**Do this:** Copy each of the entries below word for word, leaving every line unchanged.

+ + + +

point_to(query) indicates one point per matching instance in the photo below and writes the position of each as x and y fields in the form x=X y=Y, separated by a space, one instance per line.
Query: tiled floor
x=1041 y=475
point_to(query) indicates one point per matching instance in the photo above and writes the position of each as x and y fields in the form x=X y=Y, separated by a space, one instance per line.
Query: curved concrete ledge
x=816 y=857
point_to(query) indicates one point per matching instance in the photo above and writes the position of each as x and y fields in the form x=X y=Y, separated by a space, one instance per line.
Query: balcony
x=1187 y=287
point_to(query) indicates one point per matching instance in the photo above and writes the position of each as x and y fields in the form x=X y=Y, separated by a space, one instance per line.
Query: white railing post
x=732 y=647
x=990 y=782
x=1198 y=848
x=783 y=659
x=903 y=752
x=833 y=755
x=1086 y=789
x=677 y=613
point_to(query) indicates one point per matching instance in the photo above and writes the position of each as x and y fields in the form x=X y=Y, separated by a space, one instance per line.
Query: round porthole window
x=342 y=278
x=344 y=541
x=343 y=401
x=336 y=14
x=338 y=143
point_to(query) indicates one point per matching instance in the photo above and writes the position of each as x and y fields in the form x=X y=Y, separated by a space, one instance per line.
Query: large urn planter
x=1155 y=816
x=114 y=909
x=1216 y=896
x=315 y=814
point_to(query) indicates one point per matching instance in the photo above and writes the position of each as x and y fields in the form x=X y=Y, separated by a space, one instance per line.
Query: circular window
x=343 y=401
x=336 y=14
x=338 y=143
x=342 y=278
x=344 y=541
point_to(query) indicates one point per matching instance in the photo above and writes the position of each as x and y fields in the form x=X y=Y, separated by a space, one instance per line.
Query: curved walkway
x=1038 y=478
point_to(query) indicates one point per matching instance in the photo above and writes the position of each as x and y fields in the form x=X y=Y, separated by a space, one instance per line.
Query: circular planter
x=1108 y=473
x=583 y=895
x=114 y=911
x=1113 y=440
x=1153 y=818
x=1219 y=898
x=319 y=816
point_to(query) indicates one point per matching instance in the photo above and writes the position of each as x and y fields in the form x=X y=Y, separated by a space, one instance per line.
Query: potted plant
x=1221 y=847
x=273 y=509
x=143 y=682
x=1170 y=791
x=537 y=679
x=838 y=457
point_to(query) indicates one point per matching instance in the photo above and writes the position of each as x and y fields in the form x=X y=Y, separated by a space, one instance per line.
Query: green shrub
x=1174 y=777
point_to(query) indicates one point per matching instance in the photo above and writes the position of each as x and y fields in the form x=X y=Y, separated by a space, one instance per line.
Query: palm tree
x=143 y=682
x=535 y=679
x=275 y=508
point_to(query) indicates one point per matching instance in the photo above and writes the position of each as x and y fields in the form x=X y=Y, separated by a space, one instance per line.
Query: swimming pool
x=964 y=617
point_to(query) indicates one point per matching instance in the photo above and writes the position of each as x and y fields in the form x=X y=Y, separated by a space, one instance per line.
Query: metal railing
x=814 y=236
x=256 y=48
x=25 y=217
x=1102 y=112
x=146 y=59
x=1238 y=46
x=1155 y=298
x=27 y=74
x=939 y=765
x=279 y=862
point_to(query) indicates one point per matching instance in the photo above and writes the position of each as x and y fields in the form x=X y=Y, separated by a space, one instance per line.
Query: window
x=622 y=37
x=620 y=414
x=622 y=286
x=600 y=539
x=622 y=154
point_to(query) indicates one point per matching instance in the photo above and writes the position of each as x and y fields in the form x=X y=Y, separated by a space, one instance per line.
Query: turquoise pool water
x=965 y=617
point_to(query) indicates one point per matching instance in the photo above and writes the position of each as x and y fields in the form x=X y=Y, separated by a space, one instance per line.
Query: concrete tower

+ + + +

**Solution to the exercise:**
point_to(query) indicates one point per matching instance in the photo below and writes the position of each as x and y fields in the form x=X y=Y, separated by a space, one instance per line.
Query: tiled floor
x=1041 y=475
point_to(query) indicates one point per matching instance in the photo above and writes the position of each as x and y fields in the form x=X y=Y, separated by a space, one instance per line.
Query: curved concrete ledge
x=816 y=857
point_to(query) indicates one point per matching instance in the photo above and writes the position of each as x and y fields in the form x=X y=Y, separated by a space, one instance per line.
Query: balcony
x=1187 y=287
point_to(query) indicates one point per matching instance in the photo above and writes the position of each as x and y fields in the form x=X y=Y, separated by a space, one instance per line.
Query: white railing post
x=732 y=647
x=990 y=782
x=1198 y=848
x=783 y=659
x=903 y=752
x=833 y=755
x=1086 y=789
x=677 y=613
point_to(query) indicates one point per matching instance in the photo above and writes the position of each as x and y fields in the form x=X y=Y, separated by a space, one instance per line.
Query: round porthole window
x=342 y=278
x=344 y=541
x=343 y=401
x=336 y=14
x=338 y=143
point_to(query) indicates one point per matching instance in the photo above and writes the position of each as x and y fields in the form x=X y=Y, separated by a space, one instance per line.
Query: large urn planter
x=1155 y=816
x=114 y=909
x=1216 y=896
x=315 y=814
point_to(query) indicates one point per matching instance in the photo above and writes the position of each as x and y fields in the form x=X y=Y, separated by a space, one instance per line.
Query: circular window
x=343 y=401
x=336 y=14
x=338 y=143
x=342 y=278
x=344 y=541
point_to(query) indicates one point per matching instance in the photo above and writes the position of each as x and y fields in the form x=X y=Y, separated by a space, one instance per line.
Query: curved walkway
x=1038 y=478
point_to(query) indicates one point per matching instance in the photo above and writes the position of each as x and y fields in the form x=X y=Y, separated by a space, one instance per line.
Query: circular planter
x=1108 y=473
x=583 y=895
x=114 y=911
x=1113 y=440
x=1153 y=818
x=1219 y=898
x=319 y=816
point_to(query) indicates one point per matching instance in the photo above and writes the position of each as x and y fields in the form x=X y=Y, separated by a space, one instance per line.
Query: potted plant
x=1221 y=847
x=273 y=509
x=143 y=682
x=1170 y=791
x=537 y=679
x=838 y=457
point_to(query) indicates one point per matching instance in the photo above and writes the position of each as x and y fields in the form x=X y=Y, separated by a space, one instance per line.
Query: green shrub
x=1174 y=777
point_to(query) indicates one point per matching instance in the photo above and writes the position of each as x and y fields in the form x=X y=Y, separated by a space, one instance per line.
Query: palm tree
x=143 y=682
x=535 y=679
x=275 y=508
point_to(query) indicates one point per matching instance in the photo above and writes the position of each as x and y fields in the form x=X y=Y, separated by a space, one instance per line.
Query: swimming pool
x=964 y=617
point_to(query) indicates one point per matching instance in the photo above and writes the position of each as x and y fields in the form x=X y=Y, separated by a space, one instance per line.
Query: metal railing
x=814 y=236
x=256 y=48
x=25 y=217
x=1102 y=112
x=146 y=59
x=1238 y=46
x=1155 y=298
x=27 y=74
x=939 y=765
x=279 y=862
point_to(query) indicates one point per matching instance in the photo above and writes the position of each as x and y fields in the form x=X y=Y, separated by a space, one instance per line.
Query: window
x=622 y=37
x=620 y=414
x=622 y=286
x=600 y=539
x=622 y=154
point_to(query) indicates one point per matching instance in the photo above and writes the position of each as x and y fields in the form x=X y=Y, separated by a space, one instance per line.
Query: turquoise pool water
x=965 y=617
point_to(query) indicates one point per matching instance in the photo above and writes the position of each as x and y fields in the form x=X y=Y, separated by a space, one instance per line.
Query: concrete tower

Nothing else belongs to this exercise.